» STATED EXERCISE
Please return, unchanged, every line below that contains the word "suit".

» INPUT DATA
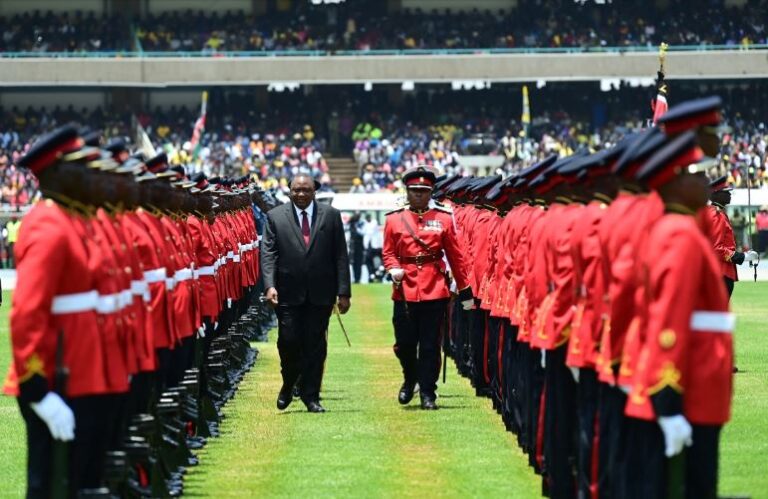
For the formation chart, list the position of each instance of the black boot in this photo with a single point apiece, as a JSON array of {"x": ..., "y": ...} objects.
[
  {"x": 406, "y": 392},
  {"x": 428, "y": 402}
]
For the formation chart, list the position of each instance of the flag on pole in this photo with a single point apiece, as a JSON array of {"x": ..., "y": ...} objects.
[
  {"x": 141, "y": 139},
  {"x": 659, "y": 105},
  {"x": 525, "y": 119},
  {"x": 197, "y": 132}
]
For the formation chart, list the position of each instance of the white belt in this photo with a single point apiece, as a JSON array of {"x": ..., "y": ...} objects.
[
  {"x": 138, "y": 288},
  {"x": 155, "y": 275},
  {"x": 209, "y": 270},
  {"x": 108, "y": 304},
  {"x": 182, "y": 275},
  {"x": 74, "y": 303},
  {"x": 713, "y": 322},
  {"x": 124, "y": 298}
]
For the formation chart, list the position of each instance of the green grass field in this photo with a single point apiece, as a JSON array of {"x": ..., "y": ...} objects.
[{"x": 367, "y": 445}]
--
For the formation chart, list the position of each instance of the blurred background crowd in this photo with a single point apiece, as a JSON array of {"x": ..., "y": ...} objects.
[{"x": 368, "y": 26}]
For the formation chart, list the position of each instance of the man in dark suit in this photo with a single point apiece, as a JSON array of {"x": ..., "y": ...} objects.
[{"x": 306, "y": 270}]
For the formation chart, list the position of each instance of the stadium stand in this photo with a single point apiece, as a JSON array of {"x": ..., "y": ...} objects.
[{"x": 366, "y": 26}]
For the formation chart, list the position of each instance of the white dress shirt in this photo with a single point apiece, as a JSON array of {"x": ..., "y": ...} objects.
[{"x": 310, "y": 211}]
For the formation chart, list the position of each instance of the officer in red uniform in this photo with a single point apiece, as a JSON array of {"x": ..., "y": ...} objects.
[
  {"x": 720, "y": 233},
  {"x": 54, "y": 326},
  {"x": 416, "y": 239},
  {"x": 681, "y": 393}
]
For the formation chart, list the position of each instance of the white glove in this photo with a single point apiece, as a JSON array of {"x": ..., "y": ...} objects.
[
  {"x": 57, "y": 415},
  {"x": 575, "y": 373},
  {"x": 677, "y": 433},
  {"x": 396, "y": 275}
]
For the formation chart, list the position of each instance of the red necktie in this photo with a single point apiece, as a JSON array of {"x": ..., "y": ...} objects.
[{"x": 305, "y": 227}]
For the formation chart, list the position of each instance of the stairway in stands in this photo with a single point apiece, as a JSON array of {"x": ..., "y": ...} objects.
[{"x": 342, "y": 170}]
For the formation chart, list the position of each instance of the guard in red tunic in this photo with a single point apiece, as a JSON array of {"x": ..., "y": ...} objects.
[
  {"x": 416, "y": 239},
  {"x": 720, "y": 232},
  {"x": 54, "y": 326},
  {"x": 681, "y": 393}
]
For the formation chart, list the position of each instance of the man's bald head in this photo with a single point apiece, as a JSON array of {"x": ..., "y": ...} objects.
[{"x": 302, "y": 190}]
* * *
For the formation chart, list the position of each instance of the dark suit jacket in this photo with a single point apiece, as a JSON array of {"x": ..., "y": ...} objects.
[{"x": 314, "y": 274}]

» THE RESULT
For the formation chart, list the position of each instance of the man in dark suit in this photo with a single point apiece, as a JSON array of {"x": ..., "y": ...} objects.
For the formation chart, list the position of each instance of the dark suit jacket in this photo with a single point apiece, as a JSON array of {"x": ..., "y": ...} objects.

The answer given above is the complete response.